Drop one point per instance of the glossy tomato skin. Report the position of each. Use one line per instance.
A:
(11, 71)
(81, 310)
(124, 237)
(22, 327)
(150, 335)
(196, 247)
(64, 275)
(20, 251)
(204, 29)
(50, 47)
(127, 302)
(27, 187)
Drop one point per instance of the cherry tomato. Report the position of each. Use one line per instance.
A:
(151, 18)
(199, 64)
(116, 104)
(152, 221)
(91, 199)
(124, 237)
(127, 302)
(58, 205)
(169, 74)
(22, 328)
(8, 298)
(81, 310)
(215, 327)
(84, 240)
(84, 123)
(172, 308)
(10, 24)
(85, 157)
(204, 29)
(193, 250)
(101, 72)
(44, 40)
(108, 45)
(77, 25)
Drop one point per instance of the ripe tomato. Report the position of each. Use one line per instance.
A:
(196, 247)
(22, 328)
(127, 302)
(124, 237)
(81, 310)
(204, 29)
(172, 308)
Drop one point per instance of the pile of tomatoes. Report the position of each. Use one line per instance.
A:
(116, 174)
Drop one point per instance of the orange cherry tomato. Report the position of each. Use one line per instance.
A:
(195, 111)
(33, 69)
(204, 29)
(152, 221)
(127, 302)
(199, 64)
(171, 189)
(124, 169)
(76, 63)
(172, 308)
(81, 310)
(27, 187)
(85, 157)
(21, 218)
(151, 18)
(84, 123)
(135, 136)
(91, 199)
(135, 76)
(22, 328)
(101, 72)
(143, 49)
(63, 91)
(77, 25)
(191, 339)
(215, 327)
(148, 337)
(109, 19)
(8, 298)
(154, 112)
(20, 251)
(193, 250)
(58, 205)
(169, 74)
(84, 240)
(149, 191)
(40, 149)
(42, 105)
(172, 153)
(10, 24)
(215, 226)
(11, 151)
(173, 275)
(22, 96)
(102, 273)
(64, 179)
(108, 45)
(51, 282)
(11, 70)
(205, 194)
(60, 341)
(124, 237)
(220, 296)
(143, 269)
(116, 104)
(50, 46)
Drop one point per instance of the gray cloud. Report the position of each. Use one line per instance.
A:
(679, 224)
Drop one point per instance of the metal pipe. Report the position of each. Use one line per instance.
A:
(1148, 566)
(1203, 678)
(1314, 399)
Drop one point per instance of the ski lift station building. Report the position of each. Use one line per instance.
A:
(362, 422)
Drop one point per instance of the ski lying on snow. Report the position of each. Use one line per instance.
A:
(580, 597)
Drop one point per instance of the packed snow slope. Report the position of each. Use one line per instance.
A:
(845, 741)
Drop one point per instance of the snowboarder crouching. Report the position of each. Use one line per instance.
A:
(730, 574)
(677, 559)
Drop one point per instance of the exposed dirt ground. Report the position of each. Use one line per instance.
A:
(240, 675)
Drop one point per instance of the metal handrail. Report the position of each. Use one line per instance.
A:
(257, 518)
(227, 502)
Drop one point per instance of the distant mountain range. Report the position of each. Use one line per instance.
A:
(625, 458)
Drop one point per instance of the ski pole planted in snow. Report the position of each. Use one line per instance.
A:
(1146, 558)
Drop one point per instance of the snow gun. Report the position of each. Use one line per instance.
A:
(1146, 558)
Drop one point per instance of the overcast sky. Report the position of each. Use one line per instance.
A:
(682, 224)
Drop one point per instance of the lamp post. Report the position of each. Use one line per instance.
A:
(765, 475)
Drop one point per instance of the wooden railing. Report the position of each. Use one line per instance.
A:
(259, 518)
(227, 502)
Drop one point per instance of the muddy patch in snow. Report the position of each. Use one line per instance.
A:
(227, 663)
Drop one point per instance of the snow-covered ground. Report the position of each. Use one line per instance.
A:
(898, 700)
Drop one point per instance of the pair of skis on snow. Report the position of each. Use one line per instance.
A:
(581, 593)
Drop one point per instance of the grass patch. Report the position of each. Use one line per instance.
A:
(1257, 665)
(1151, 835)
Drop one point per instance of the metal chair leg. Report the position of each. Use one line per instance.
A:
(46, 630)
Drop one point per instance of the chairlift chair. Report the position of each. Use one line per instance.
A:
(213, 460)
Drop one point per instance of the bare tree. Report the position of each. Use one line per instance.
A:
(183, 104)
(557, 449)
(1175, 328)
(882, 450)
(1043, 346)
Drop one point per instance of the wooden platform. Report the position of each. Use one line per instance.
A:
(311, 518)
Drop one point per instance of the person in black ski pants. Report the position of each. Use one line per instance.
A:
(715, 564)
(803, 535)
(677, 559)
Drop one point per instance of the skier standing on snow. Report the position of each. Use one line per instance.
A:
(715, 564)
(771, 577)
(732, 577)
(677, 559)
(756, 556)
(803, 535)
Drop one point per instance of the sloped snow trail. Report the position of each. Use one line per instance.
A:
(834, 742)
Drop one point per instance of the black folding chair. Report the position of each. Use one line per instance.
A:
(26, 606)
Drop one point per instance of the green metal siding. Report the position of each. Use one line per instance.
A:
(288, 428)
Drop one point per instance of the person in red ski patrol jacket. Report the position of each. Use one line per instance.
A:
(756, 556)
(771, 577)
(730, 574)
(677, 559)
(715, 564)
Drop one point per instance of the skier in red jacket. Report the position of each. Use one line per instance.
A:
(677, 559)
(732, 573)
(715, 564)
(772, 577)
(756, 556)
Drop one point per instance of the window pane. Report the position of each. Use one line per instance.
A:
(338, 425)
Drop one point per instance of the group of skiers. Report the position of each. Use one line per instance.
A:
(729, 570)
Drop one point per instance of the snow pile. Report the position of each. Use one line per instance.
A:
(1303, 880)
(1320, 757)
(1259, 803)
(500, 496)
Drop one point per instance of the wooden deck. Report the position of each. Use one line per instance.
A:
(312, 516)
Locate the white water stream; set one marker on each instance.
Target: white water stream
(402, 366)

▸ WHAT NEEDS TO BE DONE:
Recast all of the records above as a Markdown table with two columns, Number and Line. Give each non-blank line its own numbered row and omit blank lines.

▸ ANSWER TO THE PROBLEM:
| Number | Line |
|---|---|
| 1 | Drop one point per instance of the glossy tomato skin. Report the position of each. Use one line per instance. |
| 2 | A: |
| 3 | (11, 71) |
| 4 | (81, 310) |
| 5 | (124, 237) |
| 6 | (22, 327) |
| 7 | (150, 335) |
| 8 | (196, 247) |
| 9 | (64, 275) |
| 10 | (20, 251) |
| 11 | (204, 29) |
| 12 | (50, 47) |
| 13 | (127, 302) |
| 14 | (27, 187) |
| 15 | Drop one point per instance of the cherry tomato. Report the position of each. Use one line per instance. |
| 16 | A: |
| 17 | (151, 18) |
| 18 | (199, 64) |
| 19 | (116, 104) |
| 20 | (152, 221) |
| 21 | (91, 199) |
| 22 | (124, 237) |
| 23 | (127, 302) |
| 24 | (58, 205) |
| 25 | (169, 74) |
| 26 | (22, 328) |
| 27 | (8, 298) |
| 28 | (81, 310) |
| 29 | (215, 327) |
| 30 | (84, 240) |
| 31 | (84, 123) |
| 32 | (172, 308) |
| 33 | (10, 24) |
| 34 | (85, 157) |
| 35 | (204, 29) |
| 36 | (193, 250) |
| 37 | (101, 72) |
| 38 | (44, 40) |
| 39 | (108, 45) |
| 40 | (77, 25) |
| 41 | Drop one point per instance of the ripe tomato. Report the position of each. Use one line per instance. |
| 42 | A: |
| 43 | (196, 247) |
| 44 | (22, 328) |
| 45 | (127, 302) |
| 46 | (124, 237) |
| 47 | (81, 310) |
| 48 | (204, 29) |
| 49 | (172, 308) |
| 50 | Drop one point per instance of the pile of tomatoes. Report the position of each. Use one line per instance. |
| 51 | A: |
| 52 | (116, 174) |
| 53 | Drop one point per instance of the orange cherry tomato. Report the position of each. Use one line per instance. |
| 54 | A: |
| 55 | (195, 111) |
| 56 | (33, 69) |
| 57 | (204, 29) |
| 58 | (152, 221) |
| 59 | (127, 302) |
| 60 | (199, 64) |
| 61 | (171, 189) |
| 62 | (124, 169) |
| 63 | (76, 63) |
| 64 | (172, 308) |
| 65 | (81, 310) |
| 66 | (27, 187) |
| 67 | (85, 157) |
| 68 | (21, 218) |
| 69 | (151, 18) |
| 70 | (84, 123) |
| 71 | (135, 136) |
| 72 | (91, 199) |
| 73 | (135, 76) |
| 74 | (22, 328) |
| 75 | (101, 72) |
| 76 | (143, 49) |
| 77 | (63, 91) |
| 78 | (77, 25) |
| 79 | (191, 339) |
| 80 | (215, 327) |
| 81 | (148, 337) |
| 82 | (109, 19) |
| 83 | (8, 298) |
| 84 | (154, 112) |
| 85 | (20, 251) |
| 86 | (193, 250) |
| 87 | (58, 205) |
| 88 | (169, 74) |
| 89 | (84, 240) |
| 90 | (149, 191) |
| 91 | (40, 149) |
| 92 | (42, 105) |
| 93 | (172, 153) |
| 94 | (10, 24) |
| 95 | (215, 226) |
| 96 | (11, 151) |
| 97 | (173, 275) |
| 98 | (22, 96) |
| 99 | (102, 273) |
| 100 | (64, 179) |
| 101 | (108, 45) |
| 102 | (51, 282) |
| 103 | (11, 70) |
| 104 | (205, 194) |
| 105 | (60, 341) |
| 106 | (124, 237) |
| 107 | (220, 296) |
| 108 | (143, 269) |
| 109 | (116, 104) |
| 110 | (50, 46) |
| 111 | Drop one point per instance of the gray cloud. Report the position of each. Use one line per instance. |
| 112 | A: |
| 113 | (679, 224) |
| 114 | Drop one point per instance of the metal pipe. Report the position of each. Use one line per instance. |
| 115 | A: |
| 116 | (1148, 566) |
| 117 | (1203, 678) |
| 118 | (1314, 399) |
| 119 | Drop one point per instance of the ski lift station building. Report the position of each. Use one line per instance. |
| 120 | A: |
| 121 | (362, 422) |
| 122 | Drop one point per instance of the ski lying on snow. Report the position of each. Use one line per instance. |
| 123 | A: |
| 124 | (580, 597) |
| 125 | Drop one point per instance of the packed snow slope. Report the position of each. Use one line per instance. |
| 126 | A: |
| 127 | (845, 741) |
| 128 | Drop one point per instance of the snowboarder crouching. Report the position of each. Use one line per instance. |
| 129 | A: |
| 130 | (730, 574) |
| 131 | (677, 559) |
| 132 | Drop one point per instance of the exposed dirt ground. Report the position of each. Use one line per instance. |
| 133 | A: |
| 134 | (240, 675) |
| 135 | Drop one point per instance of the metal handrail. Report the position of each. Use one line per instance. |
| 136 | A: |
| 137 | (257, 518) |
| 138 | (227, 502) |
| 139 | Drop one point per instance of the distant mountain range. Report the position of each. Use one line per instance. |
| 140 | A: |
| 141 | (625, 458) |
| 142 | Drop one point per instance of the ski pole planted in snow. Report the position of each. Use one line per instance. |
| 143 | A: |
| 144 | (1146, 558) |
| 145 | Drop one point per instance of the snow gun. Report the position of each. Use one line per instance. |
| 146 | A: |
| 147 | (1146, 558) |
| 148 | Drop one point per instance of the overcast sky. Report the position of each. Use one line per instance. |
| 149 | A: |
| 150 | (682, 224) |
| 151 | Drop one point per instance of the lamp post. Report the position of each. Use one line per instance. |
| 152 | A: |
| 153 | (765, 475) |
| 154 | Drop one point per instance of the wooden railing. Report the position of each. Use one line per instance. |
| 155 | A: |
| 156 | (259, 518) |
| 157 | (227, 502) |
| 158 | Drop one point per instance of the muddy patch in snow. Report the position of each. Use one line per instance. |
| 159 | A: |
| 160 | (227, 663) |
| 161 | Drop one point per instance of the snow-covered ground. Report the position of each. Use one line per instance. |
| 162 | A: |
| 163 | (898, 700) |
| 164 | Drop one point per instance of the pair of skis on snow. Report the position of each. Use one line per instance. |
| 165 | A: |
| 166 | (581, 593) |
| 167 | Drop one point per instance of the grass patch. Report the position of each. Use one line per instance. |
| 168 | A: |
| 169 | (1257, 665) |
| 170 | (1151, 835) |
| 171 | Drop one point per instance of the metal chair leg. Report the position of each. Use one line per instance. |
| 172 | A: |
| 173 | (46, 630) |
| 174 | Drop one point per instance of the chairlift chair. Report the position of each. Use one line per instance. |
| 175 | A: |
| 176 | (213, 460) |
| 177 | Drop one point per instance of the bare tree. Report the position of each. Use one line per instance. |
| 178 | A: |
| 179 | (183, 104) |
| 180 | (557, 449) |
| 181 | (1175, 328) |
| 182 | (882, 450) |
| 183 | (1043, 346) |
| 184 | Drop one point per instance of the wooden platform. Report the position of each. Use one line per instance. |
| 185 | A: |
| 186 | (311, 518) |
| 187 | Drop one point per instance of the person in black ski pants. Report the position of each. Use one line per instance. |
| 188 | A: |
| 189 | (715, 564) |
| 190 | (803, 535) |
| 191 | (677, 559) |
| 192 | Drop one point per instance of the skier standing on snow. Report the position of each. Use one line per instance. |
| 193 | A: |
| 194 | (715, 564) |
| 195 | (771, 577) |
| 196 | (732, 577) |
| 197 | (677, 559) |
| 198 | (756, 556) |
| 199 | (803, 535) |
| 200 | Drop one point per instance of the sloped snow trail. Report the position of each. Use one line per instance. |
| 201 | A: |
| 202 | (834, 742) |
| 203 | Drop one point per instance of the black folding chair. Report the position of each. Use one line per instance. |
| 204 | A: |
| 205 | (26, 606) |
| 206 | Drop one point per instance of the green metal siding. Report the position of each. Use one line per instance. |
| 207 | A: |
| 208 | (288, 428) |
| 209 | Drop one point per instance of the person in red ski patrol jacket. Report the position of each. Use one line per instance. |
| 210 | A: |
| 211 | (756, 556) |
| 212 | (771, 577) |
| 213 | (730, 574) |
| 214 | (677, 559) |
| 215 | (715, 564) |
| 216 | Drop one point per instance of the skier in red jacket. Report the position of each. Use one line per instance. |
| 217 | A: |
| 218 | (677, 559) |
| 219 | (732, 573) |
| 220 | (715, 564) |
| 221 | (772, 577) |
| 222 | (756, 556) |
| 223 | Drop one point per instance of the window pane. Report the position of each. Use one line per instance. |
| 224 | A: |
| 225 | (338, 425) |
| 226 | Drop one point per instance of the group of skiers. Report the position of each. Use one line per instance. |
| 227 | A: |
| 228 | (729, 570) |
| 229 | Drop one point per instance of the snow pile. Report the position of each. Use one line per instance. |
| 230 | A: |
| 231 | (1303, 880) |
| 232 | (1320, 757) |
| 233 | (1259, 803) |
| 234 | (500, 496) |
| 235 | Drop one point per instance of the wooden deck. Report the position of each. Use one line per instance. |
| 236 | A: |
| 237 | (312, 516) |
| 238 | Locate the white water stream; set one marker on each instance. |
| 239 | Target: white water stream |
| 240 | (402, 366) |